- _Short problem_
Identify each line below that contains the word "white", and copy all of those lines.

[Coordinate annotation entries]
((
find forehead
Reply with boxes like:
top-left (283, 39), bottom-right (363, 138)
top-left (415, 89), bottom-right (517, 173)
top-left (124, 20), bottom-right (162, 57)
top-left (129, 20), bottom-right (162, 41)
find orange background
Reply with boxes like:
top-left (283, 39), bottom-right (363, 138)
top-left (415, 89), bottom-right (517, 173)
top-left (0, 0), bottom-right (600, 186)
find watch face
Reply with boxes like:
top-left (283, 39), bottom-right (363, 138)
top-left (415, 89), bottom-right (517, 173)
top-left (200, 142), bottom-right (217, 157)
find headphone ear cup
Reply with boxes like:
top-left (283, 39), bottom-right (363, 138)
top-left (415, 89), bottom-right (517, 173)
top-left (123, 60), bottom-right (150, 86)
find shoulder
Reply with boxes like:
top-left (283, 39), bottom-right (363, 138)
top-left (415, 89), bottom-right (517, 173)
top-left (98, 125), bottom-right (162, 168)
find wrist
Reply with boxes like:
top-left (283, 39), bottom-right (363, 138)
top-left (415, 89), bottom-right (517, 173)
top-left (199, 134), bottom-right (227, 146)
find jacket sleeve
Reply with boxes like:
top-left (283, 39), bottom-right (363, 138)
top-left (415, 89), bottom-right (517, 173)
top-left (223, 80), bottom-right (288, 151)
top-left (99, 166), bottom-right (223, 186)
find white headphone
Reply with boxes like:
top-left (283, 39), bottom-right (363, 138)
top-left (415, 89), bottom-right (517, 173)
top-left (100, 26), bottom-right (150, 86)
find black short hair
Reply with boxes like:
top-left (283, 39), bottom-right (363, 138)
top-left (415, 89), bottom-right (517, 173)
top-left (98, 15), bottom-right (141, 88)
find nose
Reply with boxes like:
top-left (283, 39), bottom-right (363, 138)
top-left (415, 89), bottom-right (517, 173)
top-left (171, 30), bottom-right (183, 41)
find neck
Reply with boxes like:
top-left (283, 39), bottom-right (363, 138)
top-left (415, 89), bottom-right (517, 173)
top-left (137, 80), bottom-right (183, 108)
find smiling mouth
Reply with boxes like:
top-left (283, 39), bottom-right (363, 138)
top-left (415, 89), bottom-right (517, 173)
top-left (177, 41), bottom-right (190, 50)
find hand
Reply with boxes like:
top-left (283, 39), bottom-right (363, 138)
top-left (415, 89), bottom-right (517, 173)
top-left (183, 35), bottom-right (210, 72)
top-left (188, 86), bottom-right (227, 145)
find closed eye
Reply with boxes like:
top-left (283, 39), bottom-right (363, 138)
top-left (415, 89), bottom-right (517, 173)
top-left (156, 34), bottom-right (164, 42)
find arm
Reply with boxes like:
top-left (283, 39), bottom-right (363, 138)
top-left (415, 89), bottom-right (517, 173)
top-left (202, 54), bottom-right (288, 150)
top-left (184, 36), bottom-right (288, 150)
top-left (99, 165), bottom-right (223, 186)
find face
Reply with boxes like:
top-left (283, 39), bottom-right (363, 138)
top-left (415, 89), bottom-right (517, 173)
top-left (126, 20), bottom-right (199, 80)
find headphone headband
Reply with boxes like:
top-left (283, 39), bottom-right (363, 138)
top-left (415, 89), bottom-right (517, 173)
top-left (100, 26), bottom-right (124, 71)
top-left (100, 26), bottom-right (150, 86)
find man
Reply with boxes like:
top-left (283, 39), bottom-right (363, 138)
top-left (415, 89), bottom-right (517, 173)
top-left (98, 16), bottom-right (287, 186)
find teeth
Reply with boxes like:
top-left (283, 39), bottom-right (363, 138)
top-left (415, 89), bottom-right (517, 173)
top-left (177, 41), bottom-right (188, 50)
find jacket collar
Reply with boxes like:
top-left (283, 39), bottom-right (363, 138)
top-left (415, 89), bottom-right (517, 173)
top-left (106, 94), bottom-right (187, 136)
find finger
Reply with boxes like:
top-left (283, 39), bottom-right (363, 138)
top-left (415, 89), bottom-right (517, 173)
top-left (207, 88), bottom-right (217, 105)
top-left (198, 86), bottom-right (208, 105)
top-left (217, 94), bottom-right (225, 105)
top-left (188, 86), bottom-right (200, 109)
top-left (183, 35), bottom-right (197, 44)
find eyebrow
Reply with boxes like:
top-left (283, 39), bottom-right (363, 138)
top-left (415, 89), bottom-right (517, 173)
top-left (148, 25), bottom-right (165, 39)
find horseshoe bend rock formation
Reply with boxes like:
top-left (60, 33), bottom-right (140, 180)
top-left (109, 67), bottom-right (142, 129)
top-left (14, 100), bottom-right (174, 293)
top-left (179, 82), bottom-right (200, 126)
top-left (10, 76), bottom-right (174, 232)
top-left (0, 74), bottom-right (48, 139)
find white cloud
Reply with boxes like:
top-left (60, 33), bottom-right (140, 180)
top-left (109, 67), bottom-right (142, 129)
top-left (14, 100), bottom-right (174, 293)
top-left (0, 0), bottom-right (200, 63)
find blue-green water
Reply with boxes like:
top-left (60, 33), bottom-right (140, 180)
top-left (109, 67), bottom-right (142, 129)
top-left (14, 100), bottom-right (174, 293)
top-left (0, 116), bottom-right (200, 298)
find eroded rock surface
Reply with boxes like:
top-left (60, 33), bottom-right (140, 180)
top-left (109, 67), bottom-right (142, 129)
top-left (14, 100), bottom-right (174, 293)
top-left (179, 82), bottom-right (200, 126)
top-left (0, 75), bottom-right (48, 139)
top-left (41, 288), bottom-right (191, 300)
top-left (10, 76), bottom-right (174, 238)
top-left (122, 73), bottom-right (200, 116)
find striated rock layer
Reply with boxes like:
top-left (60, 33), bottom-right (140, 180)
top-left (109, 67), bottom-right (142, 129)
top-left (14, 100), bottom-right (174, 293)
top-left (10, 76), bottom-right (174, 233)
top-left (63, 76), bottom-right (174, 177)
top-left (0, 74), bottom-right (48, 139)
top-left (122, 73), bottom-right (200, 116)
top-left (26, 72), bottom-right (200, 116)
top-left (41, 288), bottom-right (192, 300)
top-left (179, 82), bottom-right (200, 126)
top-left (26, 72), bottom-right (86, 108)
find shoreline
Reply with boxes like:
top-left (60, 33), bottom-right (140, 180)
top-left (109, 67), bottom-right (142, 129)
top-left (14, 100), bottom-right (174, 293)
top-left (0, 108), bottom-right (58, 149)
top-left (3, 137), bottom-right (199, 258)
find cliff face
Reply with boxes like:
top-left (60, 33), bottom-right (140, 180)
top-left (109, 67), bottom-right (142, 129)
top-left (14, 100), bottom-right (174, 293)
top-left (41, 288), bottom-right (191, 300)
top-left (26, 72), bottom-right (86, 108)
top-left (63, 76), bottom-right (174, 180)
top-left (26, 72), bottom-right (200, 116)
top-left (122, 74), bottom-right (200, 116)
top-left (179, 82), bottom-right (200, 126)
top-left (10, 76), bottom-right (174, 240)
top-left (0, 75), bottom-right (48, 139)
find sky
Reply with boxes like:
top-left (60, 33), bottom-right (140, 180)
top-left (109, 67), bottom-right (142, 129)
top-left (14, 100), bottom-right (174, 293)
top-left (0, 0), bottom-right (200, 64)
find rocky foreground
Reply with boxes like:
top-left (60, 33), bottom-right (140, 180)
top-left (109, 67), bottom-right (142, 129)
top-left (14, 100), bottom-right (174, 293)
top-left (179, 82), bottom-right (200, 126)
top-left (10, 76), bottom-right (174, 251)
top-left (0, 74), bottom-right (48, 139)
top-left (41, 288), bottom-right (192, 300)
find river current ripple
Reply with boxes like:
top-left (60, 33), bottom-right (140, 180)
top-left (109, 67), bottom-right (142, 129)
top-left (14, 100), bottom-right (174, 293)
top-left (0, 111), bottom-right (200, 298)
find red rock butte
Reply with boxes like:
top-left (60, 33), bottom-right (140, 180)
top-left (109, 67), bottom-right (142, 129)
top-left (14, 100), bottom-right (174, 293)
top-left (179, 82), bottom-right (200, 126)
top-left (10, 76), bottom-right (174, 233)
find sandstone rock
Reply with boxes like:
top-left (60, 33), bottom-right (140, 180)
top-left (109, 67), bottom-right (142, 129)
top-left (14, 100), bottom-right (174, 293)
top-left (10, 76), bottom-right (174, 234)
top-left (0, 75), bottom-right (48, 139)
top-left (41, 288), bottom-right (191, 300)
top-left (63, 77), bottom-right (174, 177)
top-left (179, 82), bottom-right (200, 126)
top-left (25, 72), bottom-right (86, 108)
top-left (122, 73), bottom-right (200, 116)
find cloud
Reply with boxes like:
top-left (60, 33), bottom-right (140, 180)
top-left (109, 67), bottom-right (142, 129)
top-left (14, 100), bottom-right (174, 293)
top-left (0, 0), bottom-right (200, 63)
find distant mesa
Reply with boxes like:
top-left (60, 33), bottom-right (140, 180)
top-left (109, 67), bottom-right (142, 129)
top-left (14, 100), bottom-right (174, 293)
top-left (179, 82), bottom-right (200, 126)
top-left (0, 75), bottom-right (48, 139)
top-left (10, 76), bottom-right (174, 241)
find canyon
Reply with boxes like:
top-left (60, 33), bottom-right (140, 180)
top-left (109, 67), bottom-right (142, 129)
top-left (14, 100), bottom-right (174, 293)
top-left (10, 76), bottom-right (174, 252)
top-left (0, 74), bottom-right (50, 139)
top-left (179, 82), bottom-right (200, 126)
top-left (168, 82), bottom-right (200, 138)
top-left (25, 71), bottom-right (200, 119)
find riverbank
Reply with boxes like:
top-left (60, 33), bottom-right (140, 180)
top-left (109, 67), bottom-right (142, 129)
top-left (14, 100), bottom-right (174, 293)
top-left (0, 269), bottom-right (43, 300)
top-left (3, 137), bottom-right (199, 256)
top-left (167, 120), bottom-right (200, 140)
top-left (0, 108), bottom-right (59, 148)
))
((
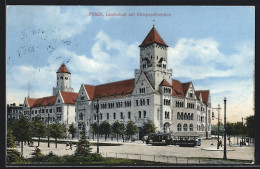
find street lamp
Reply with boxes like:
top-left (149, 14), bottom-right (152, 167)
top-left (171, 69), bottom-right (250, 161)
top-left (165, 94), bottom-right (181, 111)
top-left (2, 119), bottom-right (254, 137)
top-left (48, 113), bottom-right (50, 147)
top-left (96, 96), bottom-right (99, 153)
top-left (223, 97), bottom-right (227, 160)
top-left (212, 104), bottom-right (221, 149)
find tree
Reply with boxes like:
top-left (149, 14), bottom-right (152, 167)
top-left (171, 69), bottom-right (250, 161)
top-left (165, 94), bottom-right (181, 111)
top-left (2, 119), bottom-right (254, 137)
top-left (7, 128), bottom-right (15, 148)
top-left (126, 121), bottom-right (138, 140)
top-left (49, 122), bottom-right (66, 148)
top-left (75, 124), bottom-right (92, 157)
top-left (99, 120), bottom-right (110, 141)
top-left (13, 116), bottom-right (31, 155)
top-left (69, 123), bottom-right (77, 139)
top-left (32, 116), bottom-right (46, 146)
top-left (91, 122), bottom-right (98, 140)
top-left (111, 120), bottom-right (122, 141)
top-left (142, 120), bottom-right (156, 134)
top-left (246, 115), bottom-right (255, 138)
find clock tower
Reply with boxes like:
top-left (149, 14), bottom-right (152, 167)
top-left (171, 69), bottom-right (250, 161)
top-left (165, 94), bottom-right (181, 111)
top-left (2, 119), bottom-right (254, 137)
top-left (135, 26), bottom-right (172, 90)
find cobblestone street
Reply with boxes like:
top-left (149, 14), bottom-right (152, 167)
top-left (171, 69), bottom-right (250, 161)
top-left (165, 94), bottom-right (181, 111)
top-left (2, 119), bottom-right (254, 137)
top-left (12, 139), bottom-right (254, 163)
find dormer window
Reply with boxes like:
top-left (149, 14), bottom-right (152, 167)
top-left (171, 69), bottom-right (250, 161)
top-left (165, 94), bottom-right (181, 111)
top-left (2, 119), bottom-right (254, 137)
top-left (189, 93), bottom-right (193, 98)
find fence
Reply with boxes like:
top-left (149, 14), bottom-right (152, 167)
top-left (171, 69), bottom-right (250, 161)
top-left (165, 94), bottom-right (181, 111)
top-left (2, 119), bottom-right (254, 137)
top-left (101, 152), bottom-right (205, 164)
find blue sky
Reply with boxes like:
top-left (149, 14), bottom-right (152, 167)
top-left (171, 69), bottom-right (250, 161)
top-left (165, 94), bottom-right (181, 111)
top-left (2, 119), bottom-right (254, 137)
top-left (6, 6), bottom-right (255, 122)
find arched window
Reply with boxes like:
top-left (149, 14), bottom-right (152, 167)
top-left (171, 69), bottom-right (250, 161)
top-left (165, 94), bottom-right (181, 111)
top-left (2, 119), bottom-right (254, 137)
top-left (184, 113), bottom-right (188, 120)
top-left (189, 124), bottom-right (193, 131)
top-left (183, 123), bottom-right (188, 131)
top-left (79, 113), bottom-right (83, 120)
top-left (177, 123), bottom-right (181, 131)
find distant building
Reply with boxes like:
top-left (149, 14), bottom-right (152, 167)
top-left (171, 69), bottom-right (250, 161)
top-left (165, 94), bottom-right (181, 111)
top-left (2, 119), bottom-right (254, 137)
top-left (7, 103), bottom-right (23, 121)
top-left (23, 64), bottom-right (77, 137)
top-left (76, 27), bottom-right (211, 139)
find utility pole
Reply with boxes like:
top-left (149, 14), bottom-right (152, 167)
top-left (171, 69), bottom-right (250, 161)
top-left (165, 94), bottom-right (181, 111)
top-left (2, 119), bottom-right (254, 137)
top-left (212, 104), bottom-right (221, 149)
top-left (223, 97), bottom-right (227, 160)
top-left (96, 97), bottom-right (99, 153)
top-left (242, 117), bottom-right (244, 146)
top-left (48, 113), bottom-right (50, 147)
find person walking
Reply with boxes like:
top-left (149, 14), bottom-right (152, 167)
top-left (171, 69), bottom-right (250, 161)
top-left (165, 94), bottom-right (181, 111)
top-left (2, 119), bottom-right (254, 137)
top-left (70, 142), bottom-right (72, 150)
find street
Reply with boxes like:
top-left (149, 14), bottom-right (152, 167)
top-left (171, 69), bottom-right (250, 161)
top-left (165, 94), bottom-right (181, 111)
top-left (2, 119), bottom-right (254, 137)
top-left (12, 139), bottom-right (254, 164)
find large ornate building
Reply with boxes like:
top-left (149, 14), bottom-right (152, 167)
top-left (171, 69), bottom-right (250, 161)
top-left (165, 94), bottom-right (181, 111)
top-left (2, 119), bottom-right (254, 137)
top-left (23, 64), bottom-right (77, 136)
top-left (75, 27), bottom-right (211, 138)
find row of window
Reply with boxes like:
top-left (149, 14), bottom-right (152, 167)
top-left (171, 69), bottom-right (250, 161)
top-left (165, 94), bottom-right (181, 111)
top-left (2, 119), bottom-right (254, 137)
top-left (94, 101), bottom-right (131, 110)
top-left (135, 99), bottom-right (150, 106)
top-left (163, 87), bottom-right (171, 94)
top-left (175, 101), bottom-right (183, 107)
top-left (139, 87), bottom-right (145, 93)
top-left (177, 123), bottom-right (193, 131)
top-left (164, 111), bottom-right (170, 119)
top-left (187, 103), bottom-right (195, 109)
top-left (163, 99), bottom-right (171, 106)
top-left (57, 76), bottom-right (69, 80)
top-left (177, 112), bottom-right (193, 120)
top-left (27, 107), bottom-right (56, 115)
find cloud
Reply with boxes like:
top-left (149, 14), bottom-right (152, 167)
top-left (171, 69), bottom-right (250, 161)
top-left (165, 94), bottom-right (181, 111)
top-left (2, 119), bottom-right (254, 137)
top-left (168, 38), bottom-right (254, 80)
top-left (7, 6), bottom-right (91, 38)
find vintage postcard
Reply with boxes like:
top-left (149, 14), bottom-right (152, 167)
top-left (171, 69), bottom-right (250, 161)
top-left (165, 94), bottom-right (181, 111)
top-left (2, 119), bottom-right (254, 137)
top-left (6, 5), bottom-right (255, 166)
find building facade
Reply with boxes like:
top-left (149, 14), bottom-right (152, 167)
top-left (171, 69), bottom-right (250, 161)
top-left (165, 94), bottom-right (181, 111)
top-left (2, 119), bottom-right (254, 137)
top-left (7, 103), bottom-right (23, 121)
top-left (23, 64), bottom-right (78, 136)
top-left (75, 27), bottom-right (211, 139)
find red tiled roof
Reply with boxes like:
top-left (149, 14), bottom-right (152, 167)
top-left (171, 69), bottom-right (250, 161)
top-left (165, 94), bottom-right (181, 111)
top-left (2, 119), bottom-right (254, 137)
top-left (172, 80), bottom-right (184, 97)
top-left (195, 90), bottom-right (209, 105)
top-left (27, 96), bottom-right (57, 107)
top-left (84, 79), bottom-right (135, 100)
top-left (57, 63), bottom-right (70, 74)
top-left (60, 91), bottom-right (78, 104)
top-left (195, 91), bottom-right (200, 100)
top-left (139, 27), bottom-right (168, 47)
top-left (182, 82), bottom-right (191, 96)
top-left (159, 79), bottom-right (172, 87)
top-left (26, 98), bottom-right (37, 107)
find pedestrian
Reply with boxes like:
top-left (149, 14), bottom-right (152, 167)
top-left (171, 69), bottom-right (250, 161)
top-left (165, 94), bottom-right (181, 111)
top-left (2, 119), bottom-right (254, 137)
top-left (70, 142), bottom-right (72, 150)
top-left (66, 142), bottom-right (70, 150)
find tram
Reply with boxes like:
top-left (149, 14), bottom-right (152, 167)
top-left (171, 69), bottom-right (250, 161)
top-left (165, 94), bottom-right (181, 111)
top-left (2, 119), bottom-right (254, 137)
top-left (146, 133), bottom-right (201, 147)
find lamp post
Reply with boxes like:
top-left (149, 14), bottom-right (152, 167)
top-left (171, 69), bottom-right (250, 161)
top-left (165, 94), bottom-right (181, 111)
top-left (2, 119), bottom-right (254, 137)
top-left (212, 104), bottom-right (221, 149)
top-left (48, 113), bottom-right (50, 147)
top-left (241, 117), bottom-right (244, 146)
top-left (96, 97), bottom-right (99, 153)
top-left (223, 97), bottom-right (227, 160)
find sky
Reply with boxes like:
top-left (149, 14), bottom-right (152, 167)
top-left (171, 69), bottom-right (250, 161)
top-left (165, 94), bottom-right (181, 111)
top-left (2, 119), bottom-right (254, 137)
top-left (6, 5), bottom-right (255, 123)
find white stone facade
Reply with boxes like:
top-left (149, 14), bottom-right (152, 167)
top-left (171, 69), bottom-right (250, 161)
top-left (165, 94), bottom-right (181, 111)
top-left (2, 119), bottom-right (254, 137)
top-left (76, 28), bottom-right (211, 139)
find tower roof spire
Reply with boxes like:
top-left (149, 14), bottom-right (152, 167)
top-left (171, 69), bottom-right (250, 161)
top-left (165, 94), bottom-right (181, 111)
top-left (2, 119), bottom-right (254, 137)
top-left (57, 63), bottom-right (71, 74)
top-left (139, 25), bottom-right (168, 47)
))
- _Correct response_
find white headphone
find white cloud
find white stone facade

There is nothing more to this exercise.